## Source text:
I managed to find one by posting a WTB over on the marketplace, it's on it's way, along with the M6 (still hasn't arrived yet, and I'm still running to the window anytime I hear a car pull up anywhere along the street)

I will be running the lumens factory M3T bulbs in it (HO-M3T and IMR-M3T) and a LF P7 head.
I may branch into other bulbs, and eventually a PHD-M6 battery pack.
(I do have the 18650 sitting around at the moment fully charged and waiting too, 17670 would require another wait for USPS to do it's thing, then Australia post to do the last little bit)


----------



## Echo63 (May 24, 2011)

The M6 just arrived, along with the 2x18650 adapter.
Chucked some batteries and a bulb in, and I have a new favorite torch.
It feels nice in my big hands, but isn't too large or heavy.

Ready to start the incandescent tribute challenge now






with a few friends





EDIT - a few thoughts after taking it out for a spin tonight.

Coordinate labeling data
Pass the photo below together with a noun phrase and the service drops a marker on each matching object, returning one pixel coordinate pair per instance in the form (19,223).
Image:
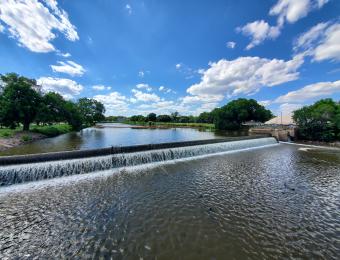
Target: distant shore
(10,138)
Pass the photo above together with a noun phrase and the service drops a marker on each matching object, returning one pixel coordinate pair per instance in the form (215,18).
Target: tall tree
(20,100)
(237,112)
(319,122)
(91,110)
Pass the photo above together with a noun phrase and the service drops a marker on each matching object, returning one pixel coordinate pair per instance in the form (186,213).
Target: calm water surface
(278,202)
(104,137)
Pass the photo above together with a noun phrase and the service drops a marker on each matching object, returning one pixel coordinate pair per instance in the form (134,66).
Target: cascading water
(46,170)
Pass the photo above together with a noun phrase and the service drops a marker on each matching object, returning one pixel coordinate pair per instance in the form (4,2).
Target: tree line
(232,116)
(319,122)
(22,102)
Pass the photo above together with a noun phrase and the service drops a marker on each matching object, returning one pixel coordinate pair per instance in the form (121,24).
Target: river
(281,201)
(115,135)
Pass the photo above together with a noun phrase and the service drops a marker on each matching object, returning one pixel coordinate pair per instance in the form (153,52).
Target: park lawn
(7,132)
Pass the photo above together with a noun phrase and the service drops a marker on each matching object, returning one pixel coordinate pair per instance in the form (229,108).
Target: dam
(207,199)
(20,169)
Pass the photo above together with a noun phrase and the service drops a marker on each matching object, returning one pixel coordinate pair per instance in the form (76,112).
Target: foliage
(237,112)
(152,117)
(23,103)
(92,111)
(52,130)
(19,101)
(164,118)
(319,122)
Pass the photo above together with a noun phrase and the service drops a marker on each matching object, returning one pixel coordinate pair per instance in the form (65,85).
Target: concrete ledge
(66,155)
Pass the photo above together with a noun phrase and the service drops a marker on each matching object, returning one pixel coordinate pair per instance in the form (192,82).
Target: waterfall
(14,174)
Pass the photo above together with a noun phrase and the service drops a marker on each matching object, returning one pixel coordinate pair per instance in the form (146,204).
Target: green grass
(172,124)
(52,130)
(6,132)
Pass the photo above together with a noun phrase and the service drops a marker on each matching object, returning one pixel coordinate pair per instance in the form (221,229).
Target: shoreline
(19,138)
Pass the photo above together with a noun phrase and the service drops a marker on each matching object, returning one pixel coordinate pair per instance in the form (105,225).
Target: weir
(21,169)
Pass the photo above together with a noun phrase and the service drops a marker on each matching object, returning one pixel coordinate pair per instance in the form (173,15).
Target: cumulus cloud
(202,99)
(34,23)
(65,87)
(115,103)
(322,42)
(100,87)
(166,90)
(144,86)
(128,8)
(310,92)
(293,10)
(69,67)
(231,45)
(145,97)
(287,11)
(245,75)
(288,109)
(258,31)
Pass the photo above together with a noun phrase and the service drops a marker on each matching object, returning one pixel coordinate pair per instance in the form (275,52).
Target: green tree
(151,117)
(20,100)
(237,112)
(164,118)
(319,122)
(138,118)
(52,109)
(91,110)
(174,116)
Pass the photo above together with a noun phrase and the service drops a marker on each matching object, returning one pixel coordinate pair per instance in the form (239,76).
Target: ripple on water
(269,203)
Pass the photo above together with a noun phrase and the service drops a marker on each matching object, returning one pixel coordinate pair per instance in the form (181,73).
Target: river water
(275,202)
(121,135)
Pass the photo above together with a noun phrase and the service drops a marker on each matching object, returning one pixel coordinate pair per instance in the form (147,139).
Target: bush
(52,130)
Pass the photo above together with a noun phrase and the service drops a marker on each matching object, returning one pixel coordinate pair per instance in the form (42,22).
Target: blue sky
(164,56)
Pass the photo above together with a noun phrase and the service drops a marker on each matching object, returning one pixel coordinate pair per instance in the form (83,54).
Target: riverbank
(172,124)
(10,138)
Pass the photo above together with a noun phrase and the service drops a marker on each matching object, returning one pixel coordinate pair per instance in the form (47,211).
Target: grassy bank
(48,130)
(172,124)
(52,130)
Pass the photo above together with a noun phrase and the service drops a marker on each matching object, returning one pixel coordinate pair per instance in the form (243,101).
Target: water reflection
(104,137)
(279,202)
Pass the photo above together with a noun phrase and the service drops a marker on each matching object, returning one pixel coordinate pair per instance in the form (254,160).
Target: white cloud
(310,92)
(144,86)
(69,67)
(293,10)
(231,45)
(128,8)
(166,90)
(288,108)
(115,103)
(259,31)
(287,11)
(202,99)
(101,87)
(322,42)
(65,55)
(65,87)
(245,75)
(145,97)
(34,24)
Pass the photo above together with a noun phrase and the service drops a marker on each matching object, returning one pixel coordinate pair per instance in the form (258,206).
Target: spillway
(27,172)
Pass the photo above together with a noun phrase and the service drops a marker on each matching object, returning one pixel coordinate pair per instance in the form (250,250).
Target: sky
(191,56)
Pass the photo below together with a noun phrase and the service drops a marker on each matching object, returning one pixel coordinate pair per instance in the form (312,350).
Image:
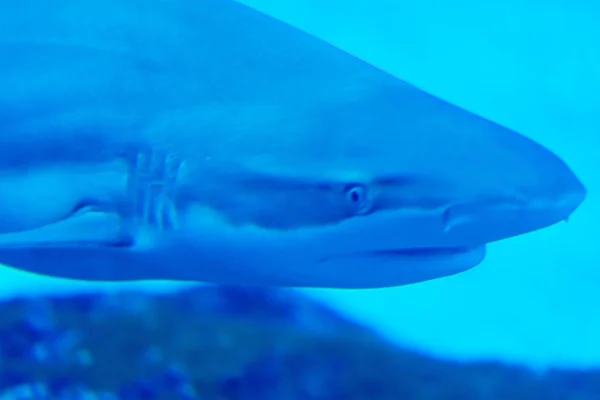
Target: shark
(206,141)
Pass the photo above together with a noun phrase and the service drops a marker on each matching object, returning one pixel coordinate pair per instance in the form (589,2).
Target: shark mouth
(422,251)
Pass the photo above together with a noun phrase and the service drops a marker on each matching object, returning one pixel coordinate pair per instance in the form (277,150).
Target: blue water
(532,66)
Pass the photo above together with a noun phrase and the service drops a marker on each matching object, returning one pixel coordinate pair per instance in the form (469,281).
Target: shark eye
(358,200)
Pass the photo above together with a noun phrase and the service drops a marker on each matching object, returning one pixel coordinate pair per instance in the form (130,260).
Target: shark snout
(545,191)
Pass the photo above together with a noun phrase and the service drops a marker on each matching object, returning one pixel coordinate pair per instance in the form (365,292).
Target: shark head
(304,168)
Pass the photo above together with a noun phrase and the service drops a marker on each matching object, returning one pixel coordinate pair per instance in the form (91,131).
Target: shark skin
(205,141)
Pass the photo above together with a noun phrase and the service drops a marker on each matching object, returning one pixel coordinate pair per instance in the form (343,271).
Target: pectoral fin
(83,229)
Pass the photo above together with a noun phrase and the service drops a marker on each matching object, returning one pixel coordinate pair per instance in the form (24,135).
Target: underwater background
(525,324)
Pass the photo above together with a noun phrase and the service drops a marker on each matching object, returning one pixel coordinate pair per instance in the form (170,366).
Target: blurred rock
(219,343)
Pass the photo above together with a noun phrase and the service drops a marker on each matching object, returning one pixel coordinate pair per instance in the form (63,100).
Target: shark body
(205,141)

## Your task:
In the flashlight forum thread, what arrived together with the M6?

## Solution to this exercise:
The 2x18650 adapter.